- Items:
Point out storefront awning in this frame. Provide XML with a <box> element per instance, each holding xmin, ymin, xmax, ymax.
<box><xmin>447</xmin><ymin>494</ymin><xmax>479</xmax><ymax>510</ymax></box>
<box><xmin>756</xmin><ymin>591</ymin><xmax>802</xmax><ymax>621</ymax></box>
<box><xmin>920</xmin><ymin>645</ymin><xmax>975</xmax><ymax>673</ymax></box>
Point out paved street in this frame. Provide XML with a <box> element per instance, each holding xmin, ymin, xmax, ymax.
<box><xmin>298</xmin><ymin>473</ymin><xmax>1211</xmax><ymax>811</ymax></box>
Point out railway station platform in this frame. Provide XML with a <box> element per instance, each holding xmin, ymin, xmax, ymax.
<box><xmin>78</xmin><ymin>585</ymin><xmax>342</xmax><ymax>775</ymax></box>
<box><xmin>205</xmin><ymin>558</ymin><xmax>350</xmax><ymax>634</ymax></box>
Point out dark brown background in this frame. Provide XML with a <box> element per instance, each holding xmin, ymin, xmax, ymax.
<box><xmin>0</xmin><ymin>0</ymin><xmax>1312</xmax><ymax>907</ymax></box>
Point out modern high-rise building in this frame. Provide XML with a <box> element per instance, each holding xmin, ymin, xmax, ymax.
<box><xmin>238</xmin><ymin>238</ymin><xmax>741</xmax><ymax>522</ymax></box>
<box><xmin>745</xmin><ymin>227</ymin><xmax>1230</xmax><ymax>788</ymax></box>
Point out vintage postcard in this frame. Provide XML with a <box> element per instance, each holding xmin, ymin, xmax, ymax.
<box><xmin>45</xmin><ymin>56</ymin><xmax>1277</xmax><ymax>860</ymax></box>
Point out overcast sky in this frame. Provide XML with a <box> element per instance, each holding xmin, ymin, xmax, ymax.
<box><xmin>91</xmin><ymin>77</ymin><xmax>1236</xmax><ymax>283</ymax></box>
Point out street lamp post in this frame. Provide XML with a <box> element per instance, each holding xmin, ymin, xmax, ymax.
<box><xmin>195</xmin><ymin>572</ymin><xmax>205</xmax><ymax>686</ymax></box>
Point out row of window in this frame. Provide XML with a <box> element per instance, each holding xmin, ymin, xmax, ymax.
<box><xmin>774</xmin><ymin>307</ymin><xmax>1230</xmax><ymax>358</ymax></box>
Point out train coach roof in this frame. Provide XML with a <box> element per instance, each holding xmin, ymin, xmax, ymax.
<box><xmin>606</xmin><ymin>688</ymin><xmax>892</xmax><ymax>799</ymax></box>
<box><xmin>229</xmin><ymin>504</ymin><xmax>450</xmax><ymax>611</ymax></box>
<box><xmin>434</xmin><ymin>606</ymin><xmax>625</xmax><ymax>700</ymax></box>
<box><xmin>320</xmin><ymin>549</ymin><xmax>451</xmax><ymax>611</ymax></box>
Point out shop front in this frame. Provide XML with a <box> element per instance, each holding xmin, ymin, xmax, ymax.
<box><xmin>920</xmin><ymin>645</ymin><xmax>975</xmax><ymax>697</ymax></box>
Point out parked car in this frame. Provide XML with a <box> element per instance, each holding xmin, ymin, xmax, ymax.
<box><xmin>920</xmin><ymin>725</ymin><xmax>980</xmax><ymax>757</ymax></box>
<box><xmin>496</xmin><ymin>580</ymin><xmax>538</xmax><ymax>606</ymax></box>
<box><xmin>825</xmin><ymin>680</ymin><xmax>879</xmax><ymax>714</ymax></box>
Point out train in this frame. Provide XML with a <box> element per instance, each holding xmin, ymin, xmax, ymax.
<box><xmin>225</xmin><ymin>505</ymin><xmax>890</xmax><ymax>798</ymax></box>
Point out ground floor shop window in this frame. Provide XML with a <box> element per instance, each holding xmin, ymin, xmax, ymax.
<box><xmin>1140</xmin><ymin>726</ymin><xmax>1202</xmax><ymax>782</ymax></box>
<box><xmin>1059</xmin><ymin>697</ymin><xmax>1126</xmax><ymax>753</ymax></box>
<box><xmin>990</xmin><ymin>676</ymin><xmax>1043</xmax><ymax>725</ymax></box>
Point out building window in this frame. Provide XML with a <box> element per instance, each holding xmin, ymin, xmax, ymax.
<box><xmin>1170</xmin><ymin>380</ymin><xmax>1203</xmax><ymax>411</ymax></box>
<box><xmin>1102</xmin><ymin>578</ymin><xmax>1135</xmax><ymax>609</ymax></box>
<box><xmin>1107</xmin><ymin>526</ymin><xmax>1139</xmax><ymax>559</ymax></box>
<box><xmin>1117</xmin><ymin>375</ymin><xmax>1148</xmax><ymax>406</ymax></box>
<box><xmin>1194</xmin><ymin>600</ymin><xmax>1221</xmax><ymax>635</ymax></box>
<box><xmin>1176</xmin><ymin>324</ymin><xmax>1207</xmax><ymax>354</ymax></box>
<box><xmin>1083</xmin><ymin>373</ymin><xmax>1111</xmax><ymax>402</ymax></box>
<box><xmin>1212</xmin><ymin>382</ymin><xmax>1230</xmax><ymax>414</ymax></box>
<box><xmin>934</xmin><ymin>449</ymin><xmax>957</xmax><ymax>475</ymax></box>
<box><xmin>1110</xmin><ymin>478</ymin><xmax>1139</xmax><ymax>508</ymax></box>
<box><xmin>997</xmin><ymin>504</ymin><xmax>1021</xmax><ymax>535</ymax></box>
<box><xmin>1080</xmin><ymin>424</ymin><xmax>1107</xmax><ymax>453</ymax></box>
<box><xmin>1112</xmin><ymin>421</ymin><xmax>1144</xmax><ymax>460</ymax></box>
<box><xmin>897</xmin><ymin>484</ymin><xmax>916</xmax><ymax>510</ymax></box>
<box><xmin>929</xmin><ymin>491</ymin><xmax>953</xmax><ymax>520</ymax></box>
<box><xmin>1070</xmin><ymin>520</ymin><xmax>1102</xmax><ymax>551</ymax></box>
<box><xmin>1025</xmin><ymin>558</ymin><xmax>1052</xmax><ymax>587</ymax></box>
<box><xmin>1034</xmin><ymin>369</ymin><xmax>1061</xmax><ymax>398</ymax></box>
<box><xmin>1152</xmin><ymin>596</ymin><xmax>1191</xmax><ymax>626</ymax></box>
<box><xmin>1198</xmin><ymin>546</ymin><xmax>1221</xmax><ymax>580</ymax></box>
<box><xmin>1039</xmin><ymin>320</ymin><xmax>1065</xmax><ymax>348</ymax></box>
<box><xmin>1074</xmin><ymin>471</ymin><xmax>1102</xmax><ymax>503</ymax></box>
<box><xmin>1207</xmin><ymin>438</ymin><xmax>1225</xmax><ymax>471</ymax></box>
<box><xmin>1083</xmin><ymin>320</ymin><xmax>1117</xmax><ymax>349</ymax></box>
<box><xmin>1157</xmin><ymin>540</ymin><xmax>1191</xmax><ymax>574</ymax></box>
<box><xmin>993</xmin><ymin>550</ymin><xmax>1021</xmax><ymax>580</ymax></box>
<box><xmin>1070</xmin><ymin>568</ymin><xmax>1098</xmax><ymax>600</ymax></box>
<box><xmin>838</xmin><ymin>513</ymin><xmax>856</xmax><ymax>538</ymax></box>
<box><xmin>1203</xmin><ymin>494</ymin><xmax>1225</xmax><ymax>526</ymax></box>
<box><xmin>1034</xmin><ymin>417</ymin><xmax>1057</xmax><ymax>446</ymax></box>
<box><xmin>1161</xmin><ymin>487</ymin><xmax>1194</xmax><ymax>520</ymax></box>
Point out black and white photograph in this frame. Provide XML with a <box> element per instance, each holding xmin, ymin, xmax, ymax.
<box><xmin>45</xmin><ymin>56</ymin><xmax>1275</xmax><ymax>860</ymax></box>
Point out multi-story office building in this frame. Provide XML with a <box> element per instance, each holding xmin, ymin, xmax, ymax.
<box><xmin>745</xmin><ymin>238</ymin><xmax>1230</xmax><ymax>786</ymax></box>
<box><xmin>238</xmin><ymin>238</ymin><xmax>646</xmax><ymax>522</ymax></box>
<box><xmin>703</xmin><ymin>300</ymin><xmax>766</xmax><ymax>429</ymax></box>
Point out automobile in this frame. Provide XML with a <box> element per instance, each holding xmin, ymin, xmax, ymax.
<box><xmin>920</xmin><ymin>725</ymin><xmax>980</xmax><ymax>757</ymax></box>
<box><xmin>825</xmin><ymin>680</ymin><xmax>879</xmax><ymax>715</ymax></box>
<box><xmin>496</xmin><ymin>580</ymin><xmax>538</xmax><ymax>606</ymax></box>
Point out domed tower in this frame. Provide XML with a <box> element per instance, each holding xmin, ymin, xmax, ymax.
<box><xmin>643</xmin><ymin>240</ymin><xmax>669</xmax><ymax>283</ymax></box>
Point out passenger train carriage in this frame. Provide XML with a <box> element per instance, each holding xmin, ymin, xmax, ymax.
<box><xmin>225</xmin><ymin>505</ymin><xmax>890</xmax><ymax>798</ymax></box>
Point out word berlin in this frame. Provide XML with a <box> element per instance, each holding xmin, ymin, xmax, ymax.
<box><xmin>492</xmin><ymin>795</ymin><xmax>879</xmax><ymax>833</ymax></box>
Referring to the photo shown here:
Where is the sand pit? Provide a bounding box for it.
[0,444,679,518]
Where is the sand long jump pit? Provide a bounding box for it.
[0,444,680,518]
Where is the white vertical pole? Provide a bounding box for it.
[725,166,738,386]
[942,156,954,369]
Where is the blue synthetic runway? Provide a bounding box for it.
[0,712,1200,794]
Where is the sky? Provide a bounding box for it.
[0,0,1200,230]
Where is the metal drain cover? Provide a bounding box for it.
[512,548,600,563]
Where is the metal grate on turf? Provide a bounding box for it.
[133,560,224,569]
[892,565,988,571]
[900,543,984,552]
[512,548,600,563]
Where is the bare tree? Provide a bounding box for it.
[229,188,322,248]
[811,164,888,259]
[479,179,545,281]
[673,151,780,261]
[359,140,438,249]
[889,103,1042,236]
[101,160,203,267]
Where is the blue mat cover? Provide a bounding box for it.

- Aim: Return each line of the material above in which the string "metal" appears.

- Solution:
Where is the metal drain cover? Provide a bounding box for it.
Where is the metal grate on turf? Provide a bounding box for it.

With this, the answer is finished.